[EXERCISE DESCRIPTION]:
Return every line of the data below that contains the string "hand".

(Records from a data collection)
══════════════════════════════

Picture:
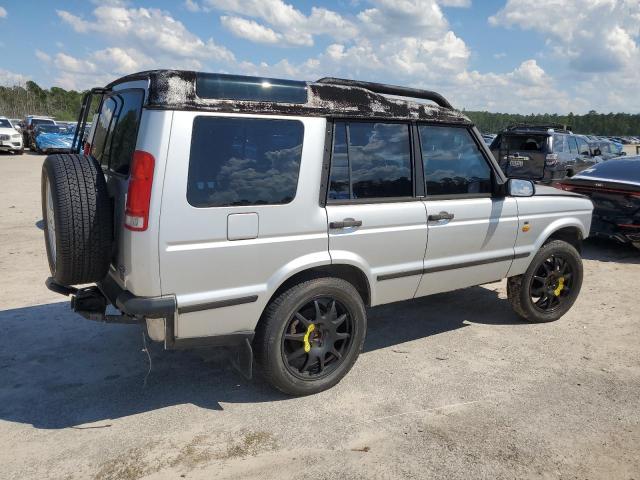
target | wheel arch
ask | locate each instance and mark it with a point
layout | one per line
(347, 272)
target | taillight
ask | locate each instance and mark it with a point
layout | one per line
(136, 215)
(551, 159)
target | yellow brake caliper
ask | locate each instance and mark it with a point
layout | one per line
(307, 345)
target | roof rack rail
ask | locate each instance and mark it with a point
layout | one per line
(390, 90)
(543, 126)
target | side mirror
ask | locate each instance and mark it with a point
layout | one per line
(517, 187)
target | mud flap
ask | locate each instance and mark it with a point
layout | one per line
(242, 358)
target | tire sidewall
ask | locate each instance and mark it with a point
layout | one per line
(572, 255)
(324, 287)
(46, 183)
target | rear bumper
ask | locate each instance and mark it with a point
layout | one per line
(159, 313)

══════════════════════════════

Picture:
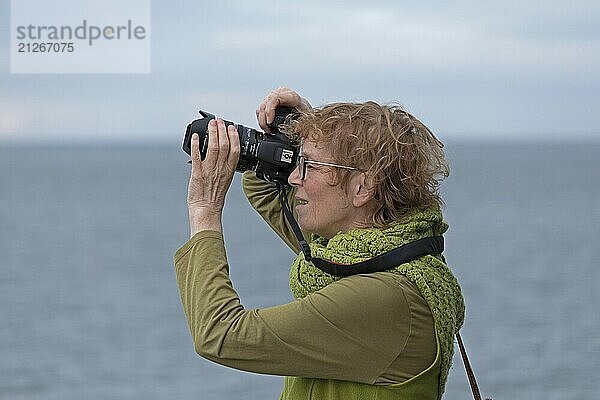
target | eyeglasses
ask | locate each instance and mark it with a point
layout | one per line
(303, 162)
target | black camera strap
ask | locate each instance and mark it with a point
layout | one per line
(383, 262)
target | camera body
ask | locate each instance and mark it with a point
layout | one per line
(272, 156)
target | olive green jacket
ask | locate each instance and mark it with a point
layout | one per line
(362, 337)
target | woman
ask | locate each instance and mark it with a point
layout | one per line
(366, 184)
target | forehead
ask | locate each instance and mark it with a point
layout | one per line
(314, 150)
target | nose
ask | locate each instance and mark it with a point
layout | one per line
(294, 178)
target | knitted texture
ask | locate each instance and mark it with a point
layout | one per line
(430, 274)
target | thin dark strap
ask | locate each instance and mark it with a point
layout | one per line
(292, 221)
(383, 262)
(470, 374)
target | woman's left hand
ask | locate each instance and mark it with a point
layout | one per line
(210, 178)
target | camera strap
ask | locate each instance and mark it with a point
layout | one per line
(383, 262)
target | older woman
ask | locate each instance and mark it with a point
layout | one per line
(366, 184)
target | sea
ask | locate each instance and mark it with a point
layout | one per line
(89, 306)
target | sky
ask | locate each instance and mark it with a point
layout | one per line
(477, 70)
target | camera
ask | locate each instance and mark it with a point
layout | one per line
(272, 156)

══════════════════════════════

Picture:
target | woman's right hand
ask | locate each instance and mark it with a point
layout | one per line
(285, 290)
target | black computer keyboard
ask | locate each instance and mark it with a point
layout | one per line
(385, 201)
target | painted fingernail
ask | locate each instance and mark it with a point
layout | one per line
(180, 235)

══════════════════════════════

[THE OUTPUT]:
target | woman's left hand
target | woman's right hand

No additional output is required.